• _WHAT THIS TASK INVOLVES_
Your answer must be a single number: the count of lines in the entries below that hold "windshield".

• _EXERCISE INPUT_
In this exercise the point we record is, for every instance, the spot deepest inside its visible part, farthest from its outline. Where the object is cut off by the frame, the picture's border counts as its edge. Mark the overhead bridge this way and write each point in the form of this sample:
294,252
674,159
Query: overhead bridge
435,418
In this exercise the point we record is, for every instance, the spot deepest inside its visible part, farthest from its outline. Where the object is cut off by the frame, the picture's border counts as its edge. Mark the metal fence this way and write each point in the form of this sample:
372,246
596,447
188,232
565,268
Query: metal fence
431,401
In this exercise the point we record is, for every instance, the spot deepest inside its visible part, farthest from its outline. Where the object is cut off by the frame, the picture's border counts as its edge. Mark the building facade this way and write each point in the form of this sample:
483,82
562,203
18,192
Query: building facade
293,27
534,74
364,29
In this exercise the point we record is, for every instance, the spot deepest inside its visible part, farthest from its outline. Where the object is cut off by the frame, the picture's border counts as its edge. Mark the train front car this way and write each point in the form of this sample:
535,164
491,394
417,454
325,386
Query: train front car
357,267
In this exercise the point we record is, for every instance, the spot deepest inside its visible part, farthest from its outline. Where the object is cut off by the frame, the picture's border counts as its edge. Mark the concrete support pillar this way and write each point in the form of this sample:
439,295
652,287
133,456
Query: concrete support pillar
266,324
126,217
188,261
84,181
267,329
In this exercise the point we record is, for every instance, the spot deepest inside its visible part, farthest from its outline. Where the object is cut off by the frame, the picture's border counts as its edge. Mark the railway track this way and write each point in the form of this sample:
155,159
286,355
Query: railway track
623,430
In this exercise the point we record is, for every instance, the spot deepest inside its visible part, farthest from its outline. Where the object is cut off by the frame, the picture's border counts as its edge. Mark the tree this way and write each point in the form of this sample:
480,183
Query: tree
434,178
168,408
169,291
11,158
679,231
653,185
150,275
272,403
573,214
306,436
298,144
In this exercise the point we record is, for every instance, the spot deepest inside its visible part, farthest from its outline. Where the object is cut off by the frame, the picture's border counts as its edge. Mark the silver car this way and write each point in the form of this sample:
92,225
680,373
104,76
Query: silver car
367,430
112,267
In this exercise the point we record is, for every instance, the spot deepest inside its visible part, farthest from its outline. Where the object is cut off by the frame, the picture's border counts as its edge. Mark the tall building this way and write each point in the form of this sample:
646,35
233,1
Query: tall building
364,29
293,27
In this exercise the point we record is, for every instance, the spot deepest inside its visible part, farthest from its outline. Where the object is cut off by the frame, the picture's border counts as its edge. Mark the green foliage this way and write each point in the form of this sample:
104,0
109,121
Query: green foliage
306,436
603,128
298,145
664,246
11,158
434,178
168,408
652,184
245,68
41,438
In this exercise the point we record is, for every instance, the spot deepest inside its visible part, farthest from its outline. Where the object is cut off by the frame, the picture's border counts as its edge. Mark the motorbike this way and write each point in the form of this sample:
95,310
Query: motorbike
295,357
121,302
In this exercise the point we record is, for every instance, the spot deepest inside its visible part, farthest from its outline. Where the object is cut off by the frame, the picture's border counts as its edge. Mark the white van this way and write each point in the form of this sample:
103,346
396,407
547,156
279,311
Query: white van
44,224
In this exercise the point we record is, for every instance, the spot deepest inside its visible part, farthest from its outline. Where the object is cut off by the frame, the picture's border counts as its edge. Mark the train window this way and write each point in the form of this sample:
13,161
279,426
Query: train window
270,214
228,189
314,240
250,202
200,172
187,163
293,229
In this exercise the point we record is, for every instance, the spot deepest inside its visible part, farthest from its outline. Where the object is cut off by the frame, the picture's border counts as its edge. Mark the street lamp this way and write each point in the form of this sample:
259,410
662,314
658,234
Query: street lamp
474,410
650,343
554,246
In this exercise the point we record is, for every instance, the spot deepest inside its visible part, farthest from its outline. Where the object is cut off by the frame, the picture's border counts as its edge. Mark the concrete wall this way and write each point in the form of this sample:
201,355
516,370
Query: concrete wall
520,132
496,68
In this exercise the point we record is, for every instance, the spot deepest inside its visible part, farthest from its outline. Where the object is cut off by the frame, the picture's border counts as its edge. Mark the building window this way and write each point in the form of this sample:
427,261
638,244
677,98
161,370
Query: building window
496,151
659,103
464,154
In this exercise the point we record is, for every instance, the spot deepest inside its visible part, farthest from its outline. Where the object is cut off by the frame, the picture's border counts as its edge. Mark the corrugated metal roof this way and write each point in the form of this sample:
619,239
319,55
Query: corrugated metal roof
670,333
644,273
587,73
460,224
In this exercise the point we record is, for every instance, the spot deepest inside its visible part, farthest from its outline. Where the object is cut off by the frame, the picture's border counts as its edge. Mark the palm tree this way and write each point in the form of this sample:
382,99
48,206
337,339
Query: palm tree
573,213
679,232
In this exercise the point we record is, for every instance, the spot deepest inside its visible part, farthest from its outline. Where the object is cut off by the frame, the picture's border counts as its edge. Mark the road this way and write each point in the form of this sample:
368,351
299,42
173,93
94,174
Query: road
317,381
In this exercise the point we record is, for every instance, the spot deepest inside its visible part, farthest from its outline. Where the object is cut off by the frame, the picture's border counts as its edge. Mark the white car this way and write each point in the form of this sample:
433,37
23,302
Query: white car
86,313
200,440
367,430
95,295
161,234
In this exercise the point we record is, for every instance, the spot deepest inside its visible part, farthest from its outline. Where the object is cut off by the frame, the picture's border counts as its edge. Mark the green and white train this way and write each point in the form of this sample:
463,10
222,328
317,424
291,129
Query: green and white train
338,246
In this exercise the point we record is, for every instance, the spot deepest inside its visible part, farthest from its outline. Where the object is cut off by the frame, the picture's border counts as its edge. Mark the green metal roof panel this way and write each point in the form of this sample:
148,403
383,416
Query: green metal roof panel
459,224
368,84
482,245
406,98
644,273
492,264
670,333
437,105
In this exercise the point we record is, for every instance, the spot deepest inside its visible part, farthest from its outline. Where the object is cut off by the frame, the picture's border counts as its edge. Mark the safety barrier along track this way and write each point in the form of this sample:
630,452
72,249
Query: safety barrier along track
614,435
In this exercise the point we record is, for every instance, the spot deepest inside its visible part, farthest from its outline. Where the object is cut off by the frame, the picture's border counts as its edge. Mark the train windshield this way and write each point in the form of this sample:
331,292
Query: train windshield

• _SOLUTION_
2